• [Selected excerpt]:

Address at the Anzac Day Dawn Service
The Honourable Malcolm Turnbull AC
Vietnam Veterans Memorial Plaza, New York City
25 April 2022
E&OE
All around the world on this day, as dawn rises in one place after another, Australians, their friends and allies, are assembling at Dawn Services like this.
On Anzac Day I have been with our young troops on deployment in the Middle East, with old diggers in quiet country towns, and on old battle fields, Gallipoli where the Anzac legend was born and in France where nearly 50,000 Australians were killed in the Great War’s Western Front.
The celebration of Anzac Day often has local idiosyncrasies. At Brontë Beach the Surf Club uses a surf reel as a cenotaph - a reminder perhaps that at the heart of the Anzac story is service, solidarity and courage - all bundled up in what Australians call mateship - hard to define, impossible to miss.
Villers Bretonneux on Anzac Day 2018 - dark and cold and wet. On this gloomy morning we were joined by Edouard Phillipe, the Prime Minister of France, Prince Charles and so many others - Anzacs of today of years past and their families.
A hundred years before, to the day, the German Army’s spring offensive was turned back. Australian troops with their British and French allies fought in the dark to recapture the town on Anzac Day. It was a turning point in the war.
So it was here that it was decided to build an Australian National Monument in austere white stone to honour the men who had fought in the war to end all wars. 11,000 names of Australian dead for whom there is no known grave are carved on its walls.
It was dedicated in 1938.
And the shell damage from the war that began only a year later can still be seen, war’s own grimly ironic inscription on a monument that yearns for peace.
Although its stone was not chipped by enemy artillery the Australian War Memorial in Canberra was likewise built to honour the sacrifice of those Australians who had served and died and bled in the Great War.

• [Information supplied]:
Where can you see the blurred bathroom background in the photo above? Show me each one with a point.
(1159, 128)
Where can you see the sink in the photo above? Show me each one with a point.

• [Tasks to carry out]:
**A)** In the Anzac Day address, rewrite the paragraph beginning "A hundred years before, to the day" as a short bulleted list that keeps its main facts.
**B)** List every setting where the speaker of the Anzac Day address says they have been with Australians on Anzac Day.
**C)** Resume the Anzac Day address after its final sentence, which is about the Australian War Memorial in Canberra.

• [Final answers]:
**A)**
- Exactly a hundred years earlier, the German Army's spring offensive was turned back.
- Australian, British and French troops fought in the dark to recapture the town on Anzac Day.
- The battle was a turning point in the war.

**B)**
- With young troops on deployment in the Middle East
- With old diggers in quiet country towns
- At Gallipoli
- In France

**C)**
It was opened on 11 November 1941, Australia was already at war again, France had fallen, and worse was to come. In three weeks, Japan attacked Pearl Harbour and three months later captured Singapore where 15,000 Australians of the 8th Division became prisoners of war, and only a little more than half of whom would survive the brutality of their captors.
And it is that Australian War Memorial you see, if you fling open all doors of our Parliament, from the Prime Minister’s offices at the southern side of Parliament House, right through the Cabinet Room, the Great Hall and out across Lake Burley Griffin.
For more than eighty years it has looked back at our nation’s leaders, a reminder that all of our freedoms and democratic institutions, depend on the courage and determination of each generation to defend them.
And with equal force, a reminder to those who lead our nation that they must always reject bombast and belligerence and strive to resolve disputes with diplomacy, intelligence, and persistent advocacy and where, as the last resort, we must send our young men and women into harm’s way make sure that they are wisely led, well trained and equipped so that they can, return home safely to their families when their mission is completed.
And when they do not, or when they return diminished in mind or limb we must make sure they and their families have all the help they need.
Because we best honour the diggers of a century and more ago not with grand ceremonies or soaring monuments but by supporting the servicemen and women, veterans and families of today.
Our freedoms have been hard won and every generation must be prepared to fight for them again. There are few parts of Europe more blood soaked than Ukraine. But it had been more than eighty years since bombs rained down on Kiyiv.
And now they are again. Thousands of young Ukrainians, to whom Hitler’s blitzkrieg must have seemed ancient history, are today bravely resisting the Russian invaders just as their great grandparents resisted the Nazis, defending their homeland but standing up for democracy as certainly and courageously as did those we honour today.
And so we are right to support them with arms, with supplies, with money and political support. Slava Ukrayinyi.
To conclude with New York. It was here on USS Intrepid about five years ago that with President Trump we commemorated the 75th anniversary of the Battle of the Coral Sea, where the US Navy and the Royal Australian Navy defeated a Japanese armada that, unimpeded, would have taken Port Moresby.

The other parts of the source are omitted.